ANGEZEIGTER TEXT |
╭──

Folgt nun eine Ära des Protektionismus?

Gestörte oder ganz unterbrochene Lieferketten sorgten in den vergangenen Jahren ebenso für Produktionsengpässe wie nationale Lockdown-Bestimmungen. Als politische Reaktion darauf ist ein stärkerer regionaler Fokus zu erkennen: Standortnahe Zulieferer statt weltumspannender Komponentenketten könnten sich als tragfähiges Zukunftsmodell erweisen.

Stark kritisiert wurde der Wirtschaftsprotektionismus eines US-Präsidenten Donald Trump, Jahre vor Beginn der Pandemie. Unter Trump zettelten die USA einen handfesten Handelskrieg mit China an, wechselseitige Strafzölle folgten und weiteten sich auch auf die Wirtschaftsbeziehungen zwischen den USA und Europa aus.

╰──

AUFGABE 1 |
Nenne alle Staaten und Weltregionen, die im Text über Protektionismus vorkommen.
AUFGABE 2 |
Greif den Text über Protektionismus nach seinem letzten Satz auf und schreib ihn weiter.

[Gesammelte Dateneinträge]
╭──

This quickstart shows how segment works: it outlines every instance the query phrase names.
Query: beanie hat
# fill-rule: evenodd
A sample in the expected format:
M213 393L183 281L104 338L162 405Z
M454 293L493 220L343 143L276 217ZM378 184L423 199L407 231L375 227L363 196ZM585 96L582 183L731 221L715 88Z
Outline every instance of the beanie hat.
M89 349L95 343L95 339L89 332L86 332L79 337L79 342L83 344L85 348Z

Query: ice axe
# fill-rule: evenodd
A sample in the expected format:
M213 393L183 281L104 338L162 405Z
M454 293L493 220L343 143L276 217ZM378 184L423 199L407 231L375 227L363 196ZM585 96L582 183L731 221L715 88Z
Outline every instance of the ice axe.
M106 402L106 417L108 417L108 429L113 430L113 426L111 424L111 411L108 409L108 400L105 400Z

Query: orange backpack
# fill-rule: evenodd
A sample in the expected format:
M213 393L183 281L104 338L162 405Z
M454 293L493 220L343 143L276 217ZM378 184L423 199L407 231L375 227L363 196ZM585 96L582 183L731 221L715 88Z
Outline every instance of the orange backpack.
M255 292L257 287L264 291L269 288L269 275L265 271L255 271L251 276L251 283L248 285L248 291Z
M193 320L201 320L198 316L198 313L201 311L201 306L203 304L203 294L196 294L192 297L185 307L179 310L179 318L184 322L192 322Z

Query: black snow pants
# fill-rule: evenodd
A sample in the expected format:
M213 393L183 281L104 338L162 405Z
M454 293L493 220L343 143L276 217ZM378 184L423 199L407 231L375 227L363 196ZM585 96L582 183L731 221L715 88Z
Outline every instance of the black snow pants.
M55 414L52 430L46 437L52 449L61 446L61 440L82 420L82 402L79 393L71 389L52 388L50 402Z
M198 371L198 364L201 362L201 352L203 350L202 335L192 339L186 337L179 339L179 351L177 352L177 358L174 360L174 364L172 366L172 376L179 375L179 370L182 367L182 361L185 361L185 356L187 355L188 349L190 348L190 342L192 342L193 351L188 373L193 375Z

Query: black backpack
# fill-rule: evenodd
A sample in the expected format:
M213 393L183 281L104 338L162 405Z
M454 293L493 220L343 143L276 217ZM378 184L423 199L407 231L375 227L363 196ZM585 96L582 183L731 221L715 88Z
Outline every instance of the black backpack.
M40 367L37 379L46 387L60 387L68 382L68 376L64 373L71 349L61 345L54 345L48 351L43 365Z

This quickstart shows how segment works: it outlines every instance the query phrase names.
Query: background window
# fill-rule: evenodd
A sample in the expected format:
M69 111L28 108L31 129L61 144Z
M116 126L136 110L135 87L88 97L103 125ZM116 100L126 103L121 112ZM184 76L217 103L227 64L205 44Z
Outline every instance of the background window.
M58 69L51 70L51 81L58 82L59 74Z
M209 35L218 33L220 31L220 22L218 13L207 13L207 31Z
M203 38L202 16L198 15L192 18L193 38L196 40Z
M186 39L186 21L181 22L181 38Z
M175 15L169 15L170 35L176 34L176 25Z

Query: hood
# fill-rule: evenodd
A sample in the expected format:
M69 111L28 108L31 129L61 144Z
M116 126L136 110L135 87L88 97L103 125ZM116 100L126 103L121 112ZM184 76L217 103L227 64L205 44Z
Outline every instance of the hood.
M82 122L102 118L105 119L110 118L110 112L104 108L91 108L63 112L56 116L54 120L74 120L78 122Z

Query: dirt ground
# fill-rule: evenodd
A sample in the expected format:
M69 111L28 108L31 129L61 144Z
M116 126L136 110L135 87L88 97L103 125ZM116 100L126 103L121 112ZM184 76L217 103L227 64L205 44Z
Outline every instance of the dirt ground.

╰──

ANTWORTFELD 1 |
USA, China, Europa

ANTWORTFELD 2 |
US-Regierung bringt milliardenschweres Gesetzespaket auf den Weg

Wer aber geglaubt hatte, dass unter einem demokratischen Präsidenten Joe Biden alles anders werden würde, sieht sich in diesen Tagen eines Besseren belehrt. Ein 370-Milliarden-Dollar-Paket hat die US-Regierung jüngst auf den Weg gebracht, der sogenannte Inflation Reduction Act soll Unternehmen in Zeiten steigender Preise durch die Krise helfen. Das Gesetz zielt stark ab auf den Ausbau erneuerbarer Energien und verfolgt damit klimapolitische Ziele, die auch die Bundesregierung grundsätzlich teilt.

Der Haken aus europäischer Sicht ist jedoch, dass die Zuwendungen in Form von Subventionen oder Steuergutschriften für Unternehmen an die Bedingung gekoppelt sind, dass diese vor Ort in den USA produzieren. Derartige Anreize könnten zu einer Verlagerung von Produktionsstätten hinaus aus Europa und hinein in die USA führen, fürchtet nicht nur Bundeswirtschaftsminister Robert Habeck.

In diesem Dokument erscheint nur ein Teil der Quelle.